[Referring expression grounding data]
▼
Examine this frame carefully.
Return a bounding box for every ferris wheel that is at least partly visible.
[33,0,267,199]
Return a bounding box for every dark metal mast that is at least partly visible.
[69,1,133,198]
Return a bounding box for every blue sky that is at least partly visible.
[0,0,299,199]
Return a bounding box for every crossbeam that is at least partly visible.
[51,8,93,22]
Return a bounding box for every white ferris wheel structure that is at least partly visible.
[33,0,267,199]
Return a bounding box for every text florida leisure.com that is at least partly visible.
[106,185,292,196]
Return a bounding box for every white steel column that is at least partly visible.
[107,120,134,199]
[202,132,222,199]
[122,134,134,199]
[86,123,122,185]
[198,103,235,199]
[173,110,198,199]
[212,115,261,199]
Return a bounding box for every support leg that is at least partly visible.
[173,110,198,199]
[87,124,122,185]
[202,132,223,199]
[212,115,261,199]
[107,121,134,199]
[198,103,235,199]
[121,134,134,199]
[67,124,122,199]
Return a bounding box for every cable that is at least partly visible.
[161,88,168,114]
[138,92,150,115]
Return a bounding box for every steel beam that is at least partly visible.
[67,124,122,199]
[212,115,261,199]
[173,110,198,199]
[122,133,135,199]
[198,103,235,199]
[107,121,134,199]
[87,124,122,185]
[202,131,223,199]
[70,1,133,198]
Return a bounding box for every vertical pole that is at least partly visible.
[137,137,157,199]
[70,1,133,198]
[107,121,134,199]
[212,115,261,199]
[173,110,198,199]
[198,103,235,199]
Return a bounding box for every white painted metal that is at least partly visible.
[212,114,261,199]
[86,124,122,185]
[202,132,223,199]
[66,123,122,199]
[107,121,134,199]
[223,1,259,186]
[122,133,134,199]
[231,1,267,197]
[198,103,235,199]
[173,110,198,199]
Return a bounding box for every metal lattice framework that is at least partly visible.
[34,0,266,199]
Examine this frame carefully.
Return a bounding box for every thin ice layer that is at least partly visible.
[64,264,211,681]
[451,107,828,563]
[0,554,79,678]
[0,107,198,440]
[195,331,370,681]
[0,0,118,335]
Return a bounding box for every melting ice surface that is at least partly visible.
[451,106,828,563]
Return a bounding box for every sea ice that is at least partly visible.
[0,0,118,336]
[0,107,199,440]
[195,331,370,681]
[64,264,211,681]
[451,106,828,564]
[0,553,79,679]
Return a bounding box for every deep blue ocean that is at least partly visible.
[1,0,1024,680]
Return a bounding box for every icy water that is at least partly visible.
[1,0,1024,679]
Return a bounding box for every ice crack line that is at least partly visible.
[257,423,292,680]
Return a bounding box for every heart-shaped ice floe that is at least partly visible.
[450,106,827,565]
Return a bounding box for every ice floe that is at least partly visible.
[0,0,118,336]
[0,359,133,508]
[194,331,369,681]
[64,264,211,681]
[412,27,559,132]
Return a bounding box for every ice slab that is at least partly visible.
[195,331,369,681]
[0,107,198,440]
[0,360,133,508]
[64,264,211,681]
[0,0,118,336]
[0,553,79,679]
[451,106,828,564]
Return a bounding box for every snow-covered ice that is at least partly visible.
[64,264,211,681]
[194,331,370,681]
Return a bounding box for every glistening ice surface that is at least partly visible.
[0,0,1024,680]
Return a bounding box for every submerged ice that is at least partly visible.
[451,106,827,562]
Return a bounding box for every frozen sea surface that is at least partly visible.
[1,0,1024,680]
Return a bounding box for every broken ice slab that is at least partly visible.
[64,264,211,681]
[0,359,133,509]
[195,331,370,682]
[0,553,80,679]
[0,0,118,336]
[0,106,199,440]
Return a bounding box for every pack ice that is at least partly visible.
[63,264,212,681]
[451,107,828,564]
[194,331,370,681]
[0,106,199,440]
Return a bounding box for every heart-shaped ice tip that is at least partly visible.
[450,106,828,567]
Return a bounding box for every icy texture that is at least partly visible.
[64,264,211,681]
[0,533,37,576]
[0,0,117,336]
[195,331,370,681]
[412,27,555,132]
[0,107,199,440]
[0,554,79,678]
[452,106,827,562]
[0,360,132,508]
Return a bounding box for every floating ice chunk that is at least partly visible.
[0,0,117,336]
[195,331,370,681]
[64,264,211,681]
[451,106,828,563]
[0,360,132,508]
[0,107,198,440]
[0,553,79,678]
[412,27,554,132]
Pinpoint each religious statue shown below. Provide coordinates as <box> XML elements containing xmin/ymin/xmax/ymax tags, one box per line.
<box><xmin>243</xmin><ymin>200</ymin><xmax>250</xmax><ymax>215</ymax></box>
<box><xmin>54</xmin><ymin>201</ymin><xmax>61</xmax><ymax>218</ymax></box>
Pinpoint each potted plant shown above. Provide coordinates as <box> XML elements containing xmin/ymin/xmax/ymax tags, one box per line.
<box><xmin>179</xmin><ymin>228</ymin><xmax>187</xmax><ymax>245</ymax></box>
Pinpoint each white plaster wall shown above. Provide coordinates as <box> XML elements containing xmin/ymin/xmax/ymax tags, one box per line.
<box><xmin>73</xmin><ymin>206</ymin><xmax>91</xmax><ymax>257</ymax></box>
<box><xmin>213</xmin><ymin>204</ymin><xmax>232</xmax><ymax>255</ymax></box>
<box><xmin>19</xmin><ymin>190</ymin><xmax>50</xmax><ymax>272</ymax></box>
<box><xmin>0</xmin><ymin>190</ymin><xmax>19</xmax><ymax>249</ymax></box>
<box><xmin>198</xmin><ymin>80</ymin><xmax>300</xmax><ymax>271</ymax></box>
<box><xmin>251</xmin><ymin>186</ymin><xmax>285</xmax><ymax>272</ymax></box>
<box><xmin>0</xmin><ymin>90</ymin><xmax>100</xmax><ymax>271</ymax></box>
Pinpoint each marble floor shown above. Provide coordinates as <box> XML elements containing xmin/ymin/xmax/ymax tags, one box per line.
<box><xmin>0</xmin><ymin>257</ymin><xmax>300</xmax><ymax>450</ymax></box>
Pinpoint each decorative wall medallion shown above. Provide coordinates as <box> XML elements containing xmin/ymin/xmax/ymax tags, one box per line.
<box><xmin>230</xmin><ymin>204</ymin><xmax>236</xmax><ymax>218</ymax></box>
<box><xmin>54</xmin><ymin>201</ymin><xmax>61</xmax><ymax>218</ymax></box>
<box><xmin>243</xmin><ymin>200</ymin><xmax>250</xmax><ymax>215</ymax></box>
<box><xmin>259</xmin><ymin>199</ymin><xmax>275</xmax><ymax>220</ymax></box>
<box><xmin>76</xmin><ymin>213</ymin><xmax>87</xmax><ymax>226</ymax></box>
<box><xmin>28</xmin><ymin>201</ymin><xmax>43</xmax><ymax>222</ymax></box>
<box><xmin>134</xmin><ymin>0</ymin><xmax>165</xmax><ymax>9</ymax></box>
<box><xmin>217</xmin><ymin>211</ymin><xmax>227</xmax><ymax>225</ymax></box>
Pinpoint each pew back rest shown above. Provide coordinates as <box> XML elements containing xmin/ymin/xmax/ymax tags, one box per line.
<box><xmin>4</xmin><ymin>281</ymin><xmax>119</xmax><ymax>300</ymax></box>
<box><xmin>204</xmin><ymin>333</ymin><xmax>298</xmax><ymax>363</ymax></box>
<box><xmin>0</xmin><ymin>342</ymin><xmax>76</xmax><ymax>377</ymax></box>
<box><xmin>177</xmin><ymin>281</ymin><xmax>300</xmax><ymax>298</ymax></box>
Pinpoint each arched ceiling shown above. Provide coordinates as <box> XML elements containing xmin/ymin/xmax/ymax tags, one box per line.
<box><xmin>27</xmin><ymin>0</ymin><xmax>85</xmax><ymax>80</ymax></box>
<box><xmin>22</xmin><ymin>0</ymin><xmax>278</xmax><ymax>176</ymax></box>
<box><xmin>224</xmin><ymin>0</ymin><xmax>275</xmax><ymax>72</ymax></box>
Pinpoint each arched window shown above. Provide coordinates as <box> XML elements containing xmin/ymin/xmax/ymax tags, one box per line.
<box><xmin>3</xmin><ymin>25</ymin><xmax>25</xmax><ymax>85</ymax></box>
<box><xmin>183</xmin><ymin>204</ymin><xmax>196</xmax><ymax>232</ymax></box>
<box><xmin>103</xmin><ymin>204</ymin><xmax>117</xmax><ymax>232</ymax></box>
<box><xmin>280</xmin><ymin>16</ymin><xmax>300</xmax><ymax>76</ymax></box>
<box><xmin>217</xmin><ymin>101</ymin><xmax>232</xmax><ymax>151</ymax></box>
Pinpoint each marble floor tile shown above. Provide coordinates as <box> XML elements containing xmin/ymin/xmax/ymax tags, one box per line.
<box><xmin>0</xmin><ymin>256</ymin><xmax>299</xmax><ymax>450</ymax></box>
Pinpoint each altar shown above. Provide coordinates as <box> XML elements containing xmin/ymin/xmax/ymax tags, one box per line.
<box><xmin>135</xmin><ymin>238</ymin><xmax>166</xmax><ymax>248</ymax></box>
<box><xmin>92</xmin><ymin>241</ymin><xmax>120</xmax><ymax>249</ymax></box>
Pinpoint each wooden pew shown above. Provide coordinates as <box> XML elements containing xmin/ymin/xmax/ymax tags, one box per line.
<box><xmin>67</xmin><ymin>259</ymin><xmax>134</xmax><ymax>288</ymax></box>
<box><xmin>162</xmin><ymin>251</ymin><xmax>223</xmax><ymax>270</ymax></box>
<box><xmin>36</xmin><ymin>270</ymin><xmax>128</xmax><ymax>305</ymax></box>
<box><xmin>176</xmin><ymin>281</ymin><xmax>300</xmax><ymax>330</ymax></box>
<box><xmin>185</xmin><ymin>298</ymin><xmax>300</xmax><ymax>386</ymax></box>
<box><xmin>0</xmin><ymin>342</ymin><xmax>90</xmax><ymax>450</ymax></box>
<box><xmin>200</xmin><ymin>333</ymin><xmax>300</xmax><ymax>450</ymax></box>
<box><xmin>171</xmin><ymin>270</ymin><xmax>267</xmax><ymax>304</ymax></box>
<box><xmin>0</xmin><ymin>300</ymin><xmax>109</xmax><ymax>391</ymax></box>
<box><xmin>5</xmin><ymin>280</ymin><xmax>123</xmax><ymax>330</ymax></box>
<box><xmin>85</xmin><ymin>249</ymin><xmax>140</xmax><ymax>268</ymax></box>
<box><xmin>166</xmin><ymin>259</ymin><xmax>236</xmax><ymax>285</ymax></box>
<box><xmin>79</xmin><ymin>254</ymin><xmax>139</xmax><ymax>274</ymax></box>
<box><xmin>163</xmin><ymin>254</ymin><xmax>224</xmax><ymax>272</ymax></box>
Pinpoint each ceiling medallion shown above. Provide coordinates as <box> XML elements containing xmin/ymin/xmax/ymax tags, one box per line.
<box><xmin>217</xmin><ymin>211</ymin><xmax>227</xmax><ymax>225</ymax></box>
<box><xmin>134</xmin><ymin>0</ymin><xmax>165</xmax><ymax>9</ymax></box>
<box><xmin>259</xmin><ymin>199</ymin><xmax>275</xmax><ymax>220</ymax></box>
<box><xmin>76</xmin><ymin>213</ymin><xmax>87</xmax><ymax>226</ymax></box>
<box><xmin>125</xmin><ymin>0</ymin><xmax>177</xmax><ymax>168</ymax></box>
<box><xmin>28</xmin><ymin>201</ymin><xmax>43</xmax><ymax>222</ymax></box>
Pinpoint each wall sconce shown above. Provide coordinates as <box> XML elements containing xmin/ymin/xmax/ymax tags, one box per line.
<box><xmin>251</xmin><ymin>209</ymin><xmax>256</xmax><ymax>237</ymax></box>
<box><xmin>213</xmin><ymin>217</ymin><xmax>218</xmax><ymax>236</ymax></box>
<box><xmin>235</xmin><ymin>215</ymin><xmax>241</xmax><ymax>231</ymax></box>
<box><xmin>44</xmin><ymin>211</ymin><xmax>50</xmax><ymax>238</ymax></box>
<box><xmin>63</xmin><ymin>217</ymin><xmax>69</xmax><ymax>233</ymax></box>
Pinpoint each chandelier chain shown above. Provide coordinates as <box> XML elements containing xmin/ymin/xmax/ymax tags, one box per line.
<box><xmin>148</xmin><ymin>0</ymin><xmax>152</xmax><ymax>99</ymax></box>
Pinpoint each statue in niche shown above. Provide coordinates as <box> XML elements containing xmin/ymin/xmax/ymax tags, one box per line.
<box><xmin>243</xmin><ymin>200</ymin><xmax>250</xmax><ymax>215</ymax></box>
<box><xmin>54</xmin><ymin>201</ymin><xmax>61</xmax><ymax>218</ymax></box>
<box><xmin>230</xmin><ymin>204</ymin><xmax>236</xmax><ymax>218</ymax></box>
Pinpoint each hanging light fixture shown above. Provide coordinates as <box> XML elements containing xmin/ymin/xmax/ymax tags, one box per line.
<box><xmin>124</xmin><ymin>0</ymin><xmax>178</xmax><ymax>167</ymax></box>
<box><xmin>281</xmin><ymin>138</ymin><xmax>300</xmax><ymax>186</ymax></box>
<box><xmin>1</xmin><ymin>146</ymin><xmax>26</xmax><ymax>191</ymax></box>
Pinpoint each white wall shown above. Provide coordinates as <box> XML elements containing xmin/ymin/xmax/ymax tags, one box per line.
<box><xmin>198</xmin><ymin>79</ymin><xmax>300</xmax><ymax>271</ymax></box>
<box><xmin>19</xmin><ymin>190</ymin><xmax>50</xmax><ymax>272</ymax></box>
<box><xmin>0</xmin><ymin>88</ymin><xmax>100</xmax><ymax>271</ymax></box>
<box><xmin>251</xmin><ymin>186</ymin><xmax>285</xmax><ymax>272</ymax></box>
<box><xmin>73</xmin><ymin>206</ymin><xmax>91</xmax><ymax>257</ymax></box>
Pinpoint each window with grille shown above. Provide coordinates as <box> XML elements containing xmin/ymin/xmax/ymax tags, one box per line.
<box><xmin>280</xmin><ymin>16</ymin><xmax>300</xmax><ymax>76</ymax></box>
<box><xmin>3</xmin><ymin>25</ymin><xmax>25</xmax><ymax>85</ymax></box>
▲
What needs to be done:
Beginning with the line that contains "Pinpoint each window" and ending with the last line of the data above, return those lines exactly and nothing else.

Output below:
Pinpoint each window with grille shown above. Provide coordinates as <box> XML elements containing xmin/ymin/xmax/ymax tags, one box per line.
<box><xmin>280</xmin><ymin>16</ymin><xmax>300</xmax><ymax>76</ymax></box>
<box><xmin>3</xmin><ymin>25</ymin><xmax>25</xmax><ymax>85</ymax></box>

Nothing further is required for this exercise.